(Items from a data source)
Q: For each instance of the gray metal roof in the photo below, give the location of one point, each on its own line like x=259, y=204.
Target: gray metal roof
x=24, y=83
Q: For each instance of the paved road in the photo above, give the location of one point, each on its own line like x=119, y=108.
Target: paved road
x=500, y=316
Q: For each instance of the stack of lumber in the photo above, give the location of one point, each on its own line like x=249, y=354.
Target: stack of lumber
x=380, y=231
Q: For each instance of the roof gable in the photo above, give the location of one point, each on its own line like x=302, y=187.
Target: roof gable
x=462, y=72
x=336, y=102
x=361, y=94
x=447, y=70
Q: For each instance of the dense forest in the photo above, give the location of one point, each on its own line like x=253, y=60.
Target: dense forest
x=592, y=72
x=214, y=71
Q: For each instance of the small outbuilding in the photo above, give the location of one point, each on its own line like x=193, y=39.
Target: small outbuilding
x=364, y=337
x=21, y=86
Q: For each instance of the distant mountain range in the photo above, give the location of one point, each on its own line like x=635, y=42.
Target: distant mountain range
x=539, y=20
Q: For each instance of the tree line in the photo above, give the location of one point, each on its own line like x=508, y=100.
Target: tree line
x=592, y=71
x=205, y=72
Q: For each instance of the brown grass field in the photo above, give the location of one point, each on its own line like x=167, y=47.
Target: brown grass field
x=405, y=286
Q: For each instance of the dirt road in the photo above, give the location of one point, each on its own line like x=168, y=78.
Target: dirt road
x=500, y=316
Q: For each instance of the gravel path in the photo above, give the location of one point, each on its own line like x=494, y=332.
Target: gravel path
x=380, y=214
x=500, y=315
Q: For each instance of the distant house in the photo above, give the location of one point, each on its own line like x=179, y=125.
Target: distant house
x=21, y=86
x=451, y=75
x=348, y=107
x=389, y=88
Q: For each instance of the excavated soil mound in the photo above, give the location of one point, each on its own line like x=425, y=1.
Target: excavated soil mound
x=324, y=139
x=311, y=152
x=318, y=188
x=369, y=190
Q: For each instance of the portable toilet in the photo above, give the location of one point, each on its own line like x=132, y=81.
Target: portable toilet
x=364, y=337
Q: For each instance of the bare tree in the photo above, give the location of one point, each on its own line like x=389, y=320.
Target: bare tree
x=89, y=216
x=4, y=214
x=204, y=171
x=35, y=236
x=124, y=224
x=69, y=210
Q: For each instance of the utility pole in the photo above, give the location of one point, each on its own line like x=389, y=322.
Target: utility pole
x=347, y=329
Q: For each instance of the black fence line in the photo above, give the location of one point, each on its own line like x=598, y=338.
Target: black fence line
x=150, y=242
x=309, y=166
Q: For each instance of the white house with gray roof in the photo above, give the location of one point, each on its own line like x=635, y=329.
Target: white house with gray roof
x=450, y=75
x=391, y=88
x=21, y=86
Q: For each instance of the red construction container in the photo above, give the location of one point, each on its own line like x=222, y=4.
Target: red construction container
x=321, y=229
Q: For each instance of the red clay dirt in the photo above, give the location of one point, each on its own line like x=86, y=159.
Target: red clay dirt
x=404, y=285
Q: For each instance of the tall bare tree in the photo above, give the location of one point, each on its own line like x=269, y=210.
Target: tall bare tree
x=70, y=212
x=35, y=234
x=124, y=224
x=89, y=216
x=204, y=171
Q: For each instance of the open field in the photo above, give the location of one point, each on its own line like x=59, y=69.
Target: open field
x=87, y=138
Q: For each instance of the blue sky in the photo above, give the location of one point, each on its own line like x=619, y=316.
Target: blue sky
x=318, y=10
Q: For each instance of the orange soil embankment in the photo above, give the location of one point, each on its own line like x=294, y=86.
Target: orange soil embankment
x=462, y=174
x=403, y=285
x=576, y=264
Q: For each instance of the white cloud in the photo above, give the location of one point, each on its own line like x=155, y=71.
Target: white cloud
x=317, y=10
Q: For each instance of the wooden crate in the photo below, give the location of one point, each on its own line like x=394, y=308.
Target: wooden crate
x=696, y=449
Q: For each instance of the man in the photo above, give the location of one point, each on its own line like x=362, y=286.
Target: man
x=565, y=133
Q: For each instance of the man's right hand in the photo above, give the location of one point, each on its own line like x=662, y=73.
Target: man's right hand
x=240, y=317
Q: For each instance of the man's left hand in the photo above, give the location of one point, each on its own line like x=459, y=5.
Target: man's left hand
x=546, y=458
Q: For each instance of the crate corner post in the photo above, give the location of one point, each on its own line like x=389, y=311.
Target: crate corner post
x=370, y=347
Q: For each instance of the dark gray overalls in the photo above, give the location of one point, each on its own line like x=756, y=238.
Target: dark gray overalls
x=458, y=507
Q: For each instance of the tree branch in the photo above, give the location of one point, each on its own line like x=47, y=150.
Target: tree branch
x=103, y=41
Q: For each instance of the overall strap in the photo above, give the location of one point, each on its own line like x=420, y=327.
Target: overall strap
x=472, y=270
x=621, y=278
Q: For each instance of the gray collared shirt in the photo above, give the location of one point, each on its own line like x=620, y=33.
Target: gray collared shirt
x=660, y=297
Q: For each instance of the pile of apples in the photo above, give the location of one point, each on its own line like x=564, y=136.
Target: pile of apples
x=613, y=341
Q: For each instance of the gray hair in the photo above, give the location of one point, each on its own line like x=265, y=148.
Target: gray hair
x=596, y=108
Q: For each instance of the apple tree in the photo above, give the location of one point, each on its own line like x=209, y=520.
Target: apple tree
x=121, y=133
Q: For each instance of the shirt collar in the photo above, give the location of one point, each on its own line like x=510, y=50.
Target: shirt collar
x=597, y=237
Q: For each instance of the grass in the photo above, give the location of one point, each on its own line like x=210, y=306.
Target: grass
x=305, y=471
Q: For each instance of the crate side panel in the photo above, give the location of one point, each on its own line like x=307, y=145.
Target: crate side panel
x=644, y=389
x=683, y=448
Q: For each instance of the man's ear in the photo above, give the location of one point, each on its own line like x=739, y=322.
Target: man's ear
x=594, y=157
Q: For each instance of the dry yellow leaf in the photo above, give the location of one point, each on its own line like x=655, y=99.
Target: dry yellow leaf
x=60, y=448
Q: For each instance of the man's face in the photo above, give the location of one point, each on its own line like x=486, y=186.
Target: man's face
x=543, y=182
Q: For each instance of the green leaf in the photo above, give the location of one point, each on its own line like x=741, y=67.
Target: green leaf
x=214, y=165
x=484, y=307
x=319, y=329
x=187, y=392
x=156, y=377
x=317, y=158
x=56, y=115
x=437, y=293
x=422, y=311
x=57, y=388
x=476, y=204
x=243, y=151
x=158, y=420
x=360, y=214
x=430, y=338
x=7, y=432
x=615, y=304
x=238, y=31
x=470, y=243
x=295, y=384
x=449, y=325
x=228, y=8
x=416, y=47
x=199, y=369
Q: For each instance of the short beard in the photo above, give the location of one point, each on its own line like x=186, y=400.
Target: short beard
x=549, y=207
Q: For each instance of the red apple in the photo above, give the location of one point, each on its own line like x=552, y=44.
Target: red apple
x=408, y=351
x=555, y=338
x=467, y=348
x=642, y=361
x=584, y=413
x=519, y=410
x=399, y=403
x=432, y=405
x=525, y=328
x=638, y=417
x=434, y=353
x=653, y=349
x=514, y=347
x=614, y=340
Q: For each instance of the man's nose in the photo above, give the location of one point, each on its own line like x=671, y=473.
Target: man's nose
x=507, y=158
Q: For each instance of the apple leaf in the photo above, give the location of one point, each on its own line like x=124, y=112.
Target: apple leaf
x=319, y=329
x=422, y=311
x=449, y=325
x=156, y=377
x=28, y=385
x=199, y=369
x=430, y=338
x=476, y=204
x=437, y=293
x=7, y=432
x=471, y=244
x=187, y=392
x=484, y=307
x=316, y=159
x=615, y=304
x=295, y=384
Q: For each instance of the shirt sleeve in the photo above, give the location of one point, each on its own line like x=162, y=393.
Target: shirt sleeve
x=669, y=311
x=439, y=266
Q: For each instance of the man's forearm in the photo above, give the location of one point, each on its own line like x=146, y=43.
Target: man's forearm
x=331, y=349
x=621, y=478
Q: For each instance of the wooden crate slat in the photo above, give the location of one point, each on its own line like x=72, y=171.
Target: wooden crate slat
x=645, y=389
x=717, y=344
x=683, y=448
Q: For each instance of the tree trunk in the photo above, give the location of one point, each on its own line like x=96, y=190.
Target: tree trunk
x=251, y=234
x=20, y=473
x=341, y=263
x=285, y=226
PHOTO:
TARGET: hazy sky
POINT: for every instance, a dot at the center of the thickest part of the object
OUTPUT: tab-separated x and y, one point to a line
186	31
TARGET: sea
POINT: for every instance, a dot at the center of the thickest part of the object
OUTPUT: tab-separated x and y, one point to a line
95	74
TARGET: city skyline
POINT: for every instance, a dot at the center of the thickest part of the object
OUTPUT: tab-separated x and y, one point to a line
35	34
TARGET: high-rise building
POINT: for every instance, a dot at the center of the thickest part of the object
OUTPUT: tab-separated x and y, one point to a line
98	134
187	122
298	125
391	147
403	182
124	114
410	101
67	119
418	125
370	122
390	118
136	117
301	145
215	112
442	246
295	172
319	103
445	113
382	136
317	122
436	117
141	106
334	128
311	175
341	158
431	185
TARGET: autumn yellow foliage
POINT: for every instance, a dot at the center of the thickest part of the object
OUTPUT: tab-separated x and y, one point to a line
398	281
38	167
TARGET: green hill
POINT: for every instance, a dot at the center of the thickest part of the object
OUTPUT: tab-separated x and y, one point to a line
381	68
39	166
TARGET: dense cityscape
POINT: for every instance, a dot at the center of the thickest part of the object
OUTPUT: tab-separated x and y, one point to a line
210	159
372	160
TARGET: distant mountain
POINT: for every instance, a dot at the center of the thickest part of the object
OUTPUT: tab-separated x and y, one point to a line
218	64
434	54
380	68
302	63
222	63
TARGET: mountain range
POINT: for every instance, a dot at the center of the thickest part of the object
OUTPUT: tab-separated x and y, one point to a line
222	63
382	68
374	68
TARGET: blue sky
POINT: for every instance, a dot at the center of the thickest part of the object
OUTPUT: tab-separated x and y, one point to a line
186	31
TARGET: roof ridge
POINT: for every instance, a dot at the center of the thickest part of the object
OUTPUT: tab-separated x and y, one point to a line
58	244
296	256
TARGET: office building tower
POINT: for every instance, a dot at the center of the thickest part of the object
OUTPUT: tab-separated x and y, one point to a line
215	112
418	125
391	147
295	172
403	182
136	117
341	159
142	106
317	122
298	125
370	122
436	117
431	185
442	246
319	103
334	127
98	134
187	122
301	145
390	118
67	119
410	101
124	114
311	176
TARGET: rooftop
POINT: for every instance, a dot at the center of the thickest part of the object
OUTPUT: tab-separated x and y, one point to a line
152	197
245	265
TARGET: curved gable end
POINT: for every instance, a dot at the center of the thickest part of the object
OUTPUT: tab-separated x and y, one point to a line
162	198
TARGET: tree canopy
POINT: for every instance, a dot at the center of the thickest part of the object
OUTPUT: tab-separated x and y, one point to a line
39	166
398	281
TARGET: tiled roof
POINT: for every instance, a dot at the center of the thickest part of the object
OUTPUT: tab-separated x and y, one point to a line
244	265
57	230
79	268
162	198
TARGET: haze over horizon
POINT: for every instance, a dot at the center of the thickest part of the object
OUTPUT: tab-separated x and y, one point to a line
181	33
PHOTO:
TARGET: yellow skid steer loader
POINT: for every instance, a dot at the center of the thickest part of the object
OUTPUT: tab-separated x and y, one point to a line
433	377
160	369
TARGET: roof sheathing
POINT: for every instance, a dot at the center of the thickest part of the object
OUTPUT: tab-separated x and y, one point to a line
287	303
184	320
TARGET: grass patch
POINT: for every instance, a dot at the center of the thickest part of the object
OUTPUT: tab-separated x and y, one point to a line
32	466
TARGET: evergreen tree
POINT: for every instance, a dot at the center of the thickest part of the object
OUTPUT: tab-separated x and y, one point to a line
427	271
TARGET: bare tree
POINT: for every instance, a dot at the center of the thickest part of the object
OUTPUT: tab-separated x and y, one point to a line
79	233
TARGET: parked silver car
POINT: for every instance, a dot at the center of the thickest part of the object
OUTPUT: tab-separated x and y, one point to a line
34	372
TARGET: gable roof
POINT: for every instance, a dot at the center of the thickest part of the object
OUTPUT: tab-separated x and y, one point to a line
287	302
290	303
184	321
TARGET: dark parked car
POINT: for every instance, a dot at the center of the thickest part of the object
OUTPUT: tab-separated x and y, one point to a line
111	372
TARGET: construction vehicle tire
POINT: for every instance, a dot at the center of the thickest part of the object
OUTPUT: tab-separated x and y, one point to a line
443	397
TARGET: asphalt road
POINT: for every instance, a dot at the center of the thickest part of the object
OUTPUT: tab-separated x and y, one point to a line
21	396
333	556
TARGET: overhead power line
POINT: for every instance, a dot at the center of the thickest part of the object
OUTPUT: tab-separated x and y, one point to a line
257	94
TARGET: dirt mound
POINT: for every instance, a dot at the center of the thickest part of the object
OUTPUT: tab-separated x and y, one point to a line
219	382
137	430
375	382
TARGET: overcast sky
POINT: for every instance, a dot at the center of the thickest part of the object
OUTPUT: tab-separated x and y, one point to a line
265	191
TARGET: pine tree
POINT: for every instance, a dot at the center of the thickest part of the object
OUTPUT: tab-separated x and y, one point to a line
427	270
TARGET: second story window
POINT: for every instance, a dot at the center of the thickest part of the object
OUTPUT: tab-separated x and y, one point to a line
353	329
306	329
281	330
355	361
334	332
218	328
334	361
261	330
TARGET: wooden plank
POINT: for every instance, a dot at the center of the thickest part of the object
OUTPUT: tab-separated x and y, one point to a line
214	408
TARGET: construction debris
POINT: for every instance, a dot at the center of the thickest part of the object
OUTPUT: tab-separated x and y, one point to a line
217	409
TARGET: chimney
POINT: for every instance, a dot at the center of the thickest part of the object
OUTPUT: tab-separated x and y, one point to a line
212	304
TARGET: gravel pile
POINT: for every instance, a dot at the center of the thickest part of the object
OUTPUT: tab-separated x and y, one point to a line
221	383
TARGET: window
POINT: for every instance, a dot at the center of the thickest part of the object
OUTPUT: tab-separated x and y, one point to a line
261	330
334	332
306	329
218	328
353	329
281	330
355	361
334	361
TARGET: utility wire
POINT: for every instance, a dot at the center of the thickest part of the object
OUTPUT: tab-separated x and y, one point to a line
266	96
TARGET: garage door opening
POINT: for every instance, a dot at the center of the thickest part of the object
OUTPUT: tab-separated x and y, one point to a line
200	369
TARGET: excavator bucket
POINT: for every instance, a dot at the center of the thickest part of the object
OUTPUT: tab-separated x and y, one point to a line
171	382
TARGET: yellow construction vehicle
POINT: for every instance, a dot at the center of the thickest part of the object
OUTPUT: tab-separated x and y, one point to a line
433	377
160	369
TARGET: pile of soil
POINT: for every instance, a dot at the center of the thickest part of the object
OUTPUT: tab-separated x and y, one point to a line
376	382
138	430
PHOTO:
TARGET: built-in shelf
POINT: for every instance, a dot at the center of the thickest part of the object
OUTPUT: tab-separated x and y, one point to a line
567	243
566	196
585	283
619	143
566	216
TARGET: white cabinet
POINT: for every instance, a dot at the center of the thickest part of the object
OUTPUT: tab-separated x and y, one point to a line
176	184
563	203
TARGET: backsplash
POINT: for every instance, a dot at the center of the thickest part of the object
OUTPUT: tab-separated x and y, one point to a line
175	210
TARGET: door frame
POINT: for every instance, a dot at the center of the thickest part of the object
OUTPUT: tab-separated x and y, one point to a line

**Problem description:** Only lines containing the string "window" belong in the answer; find them in the data above and copy them.

**Finished exercise:**
TARGET: second story window
TARGET: window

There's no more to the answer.